**Exercise**
The data below is to be transcribed word for word; pictures are to be excluded.

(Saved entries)
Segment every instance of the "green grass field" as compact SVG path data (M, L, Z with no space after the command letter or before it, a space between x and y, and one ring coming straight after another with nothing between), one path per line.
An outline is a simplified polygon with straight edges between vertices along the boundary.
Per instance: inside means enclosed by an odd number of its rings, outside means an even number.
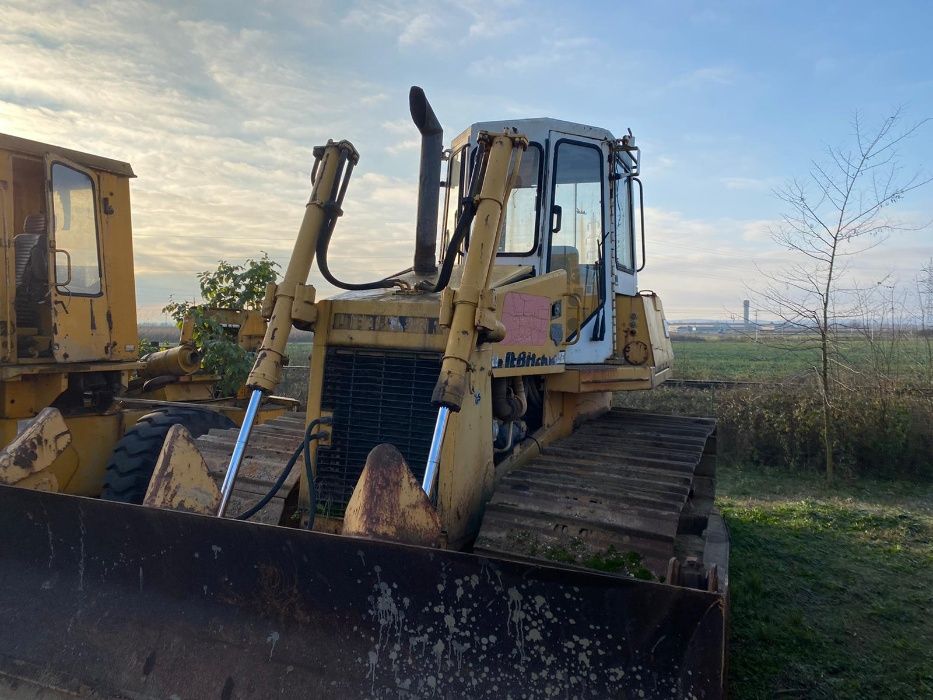
M754 340L674 341L674 373L681 379L726 379L770 381L804 375L819 364L816 349L786 350ZM870 362L869 344L853 339L841 344L844 359L856 367ZM893 351L884 352L905 376L916 375L926 368L926 344L923 340L901 341ZM311 343L289 343L288 356L292 365L307 365Z
M732 697L933 697L933 486L720 471Z
M805 375L820 363L816 348L786 349L780 340L761 343L754 340L677 340L674 339L674 374L680 379L726 379L772 381ZM840 357L855 368L873 361L889 363L903 376L928 372L924 340L901 340L895 345L879 342L876 353L861 339L844 340ZM927 375L928 376L928 375Z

**Completed exercise**
Segment every instance of the "green grass field" as compact SVG path data (M, L, Z with no space after the command letter or before it, a space between x and y, and one ring coming straight after another with nothing between), one path per line.
An outline is a simplified polygon with straight edges between vertices along the boundary.
Per instance: inside means enclosed by an odd number of its rings, outside means an even number.
M754 340L674 341L674 373L681 379L726 379L770 381L804 375L819 364L816 349L786 350ZM870 362L869 344L853 339L841 344L844 359L856 367ZM893 351L884 352L905 376L916 375L926 368L926 344L923 340L901 341ZM311 343L289 343L288 356L292 365L307 365Z
M732 697L933 697L933 486L720 471Z
M805 375L820 363L816 348L786 349L780 340L761 343L754 340L677 340L674 339L674 374L680 379L726 379L772 381ZM840 357L855 368L873 361L889 363L903 376L928 372L924 340L901 340L895 345L879 342L876 353L861 339L844 340ZM927 375L928 376L928 375Z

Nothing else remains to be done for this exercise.